◆ **Reading text**:
I want to all perform actions in stream but from multiple sources then deploy all at the end, how can i do that in gulp either in the same task or by combining tasks?
For example:
return gulp.src('/dir1/*.js')
.pipe(..)
.pipe(..)
.gulp.src('/dir2/*.css')
.pipe(gif('some-particular-file.css', xxx))
.pipe(gulp.dest(''));
also let me add that I dont want to have to filter like this:
gulp.src(['/dir1/*.js', '/dir2/*.css'])
.pipe(gif(*.js, xxx)
.pipe(gif(*.css, xxx)
.gulp.dest('appy'));
gulp 3.x
Use the gulp-add-src package:
var addSrc = require('gulp-add-src');
return gulp.src('/dir1/*.js')
.pipe(..)
.pipe(..)
.pipe(addSrc('/dir2/*.css'))
.pipe(gif('some-particular-file.css', xxx))
.pipe(gulp.dest(''));
gulp 4.x
gulp.src() can act as a passthrough stream by using the passthrough option:
return gulp.src('/dir1/*.js')
.pipe(..)
.pipe(..)
.pipe(gulp.src('/dir2/*.css', {passthrough:true}))
.pipe(gif('some-particular-file.css', xxx))
.pipe(gulp.dest(''));

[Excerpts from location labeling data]

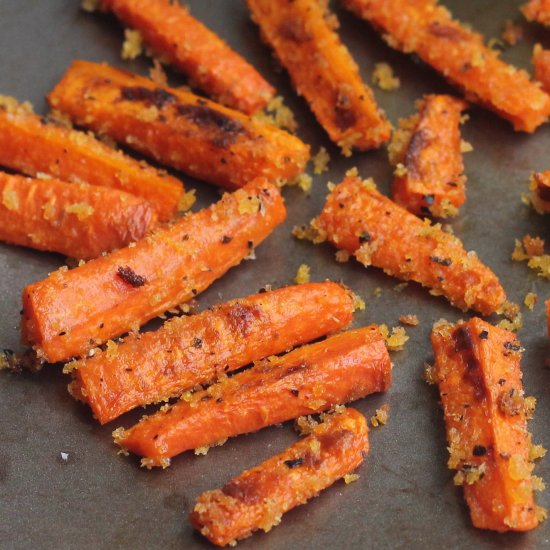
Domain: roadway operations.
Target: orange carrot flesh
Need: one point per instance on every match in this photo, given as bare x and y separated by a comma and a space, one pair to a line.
174, 34
458, 53
188, 351
433, 178
478, 371
537, 10
32, 145
178, 128
77, 220
322, 70
258, 497
70, 312
308, 380
358, 219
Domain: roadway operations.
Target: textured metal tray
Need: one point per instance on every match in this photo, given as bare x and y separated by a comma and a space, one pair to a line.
405, 497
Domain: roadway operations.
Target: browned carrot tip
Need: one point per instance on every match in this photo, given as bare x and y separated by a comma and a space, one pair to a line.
176, 36
427, 152
71, 312
458, 53
358, 219
188, 351
478, 371
308, 380
178, 128
35, 146
258, 497
77, 220
322, 70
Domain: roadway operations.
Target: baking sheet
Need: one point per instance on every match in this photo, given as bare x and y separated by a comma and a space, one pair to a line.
405, 497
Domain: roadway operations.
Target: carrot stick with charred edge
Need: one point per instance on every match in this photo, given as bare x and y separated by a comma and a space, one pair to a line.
188, 351
178, 128
174, 34
458, 53
34, 145
477, 368
358, 219
322, 70
308, 380
77, 220
429, 178
258, 497
70, 312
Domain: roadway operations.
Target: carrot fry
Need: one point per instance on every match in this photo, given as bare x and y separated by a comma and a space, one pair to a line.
322, 69
77, 220
33, 145
178, 128
426, 149
70, 312
188, 351
358, 219
258, 497
537, 10
175, 35
541, 62
478, 371
458, 53
308, 380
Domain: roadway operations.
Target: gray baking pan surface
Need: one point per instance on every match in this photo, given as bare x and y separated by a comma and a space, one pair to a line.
405, 497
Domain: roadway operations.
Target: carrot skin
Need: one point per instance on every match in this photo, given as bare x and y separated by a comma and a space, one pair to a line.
32, 145
357, 218
188, 351
71, 312
178, 128
258, 497
308, 380
479, 377
175, 35
459, 54
434, 181
80, 221
322, 70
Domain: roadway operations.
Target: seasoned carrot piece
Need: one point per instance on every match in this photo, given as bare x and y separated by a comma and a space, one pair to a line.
175, 35
188, 351
541, 62
358, 219
537, 10
322, 70
429, 178
77, 220
178, 128
458, 53
34, 145
258, 497
478, 371
70, 312
308, 380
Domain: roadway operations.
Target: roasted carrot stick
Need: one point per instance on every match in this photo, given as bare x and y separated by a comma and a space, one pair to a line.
358, 219
70, 312
77, 220
478, 371
308, 380
537, 10
258, 497
188, 351
322, 70
178, 128
34, 145
175, 35
458, 53
429, 177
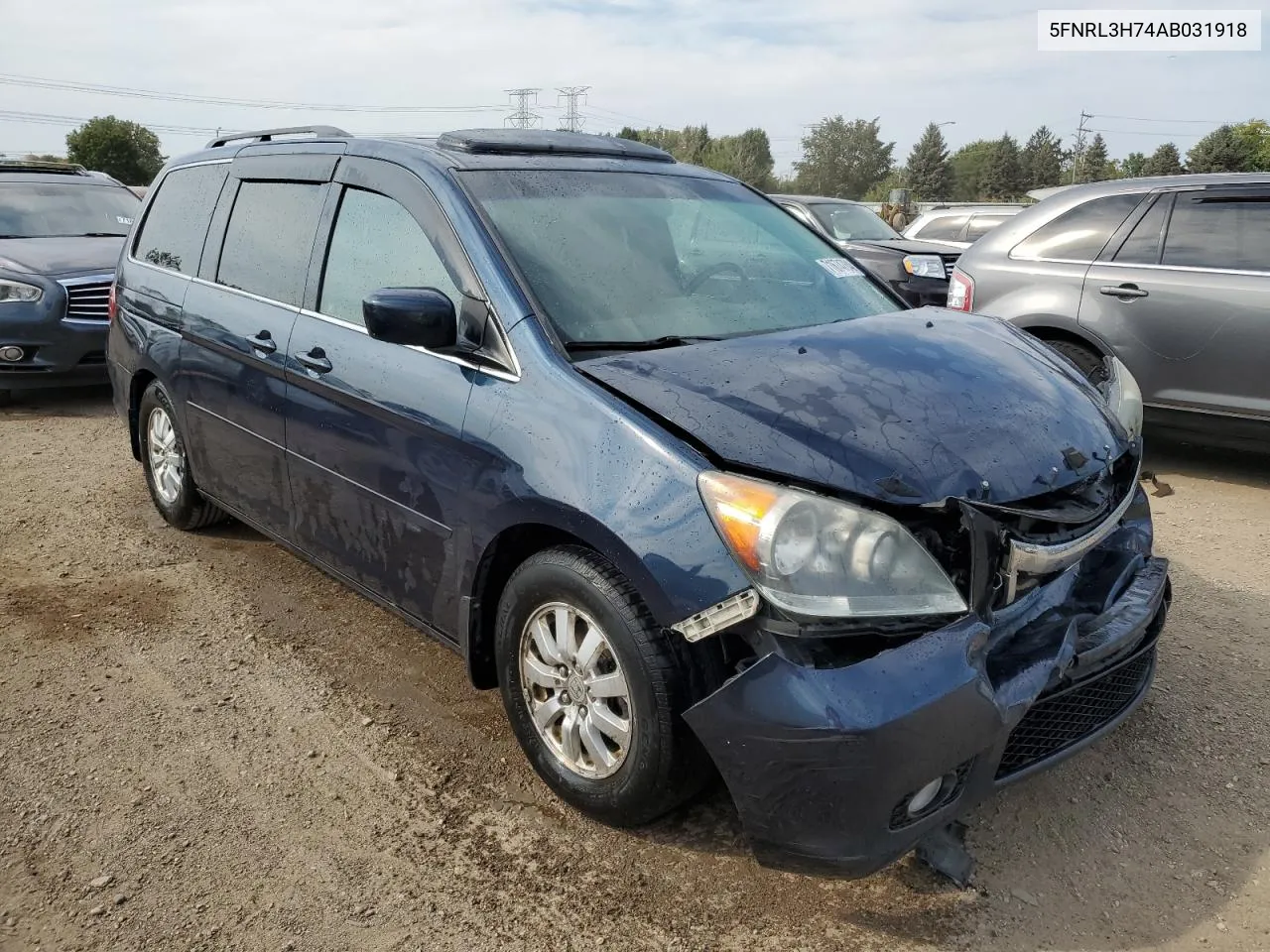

◆ **Problems to solve**:
1. Summarize the gulp thread in two sentences.
2. According to the gulp thread, which option lets gulp.src() act as a passthrough stream in gulp 4.x?
3. Write out everything in the gulp thread from "I want to all" down to "gulp.src(['/dir1/*.js', '/dir2/*.css'])".
None of the tasks requires the entries.

◆ **Full solutions**:
1. A user asks how to perform stream actions on files from multiple sources in gulp and deploy them all at the end, without filtering a combined source list by file type. The reply recommends the gulp-add-src package for gulp 3.x, and for gulp 4.x it recommends piping gulp.src() with the passthrough option set to true.

2. The passthrough option, set to true.

3.
I want to all perform actions in stream but from multiple sources then deploy all at the end, how can i do that in gulp either in the same task or by combining tasks?
For example:
return gulp.src('/dir1/*.js')
.pipe(..)
.pipe(..)
.gulp.src('/dir2/*.css')
.pipe(gif('some-particular-file.css', xxx))
.pipe(gulp.dest(''));
also let me add that I dont want to have to filter like this:
gulp.src(['/dir1/*.js', '/dir2/*.css'])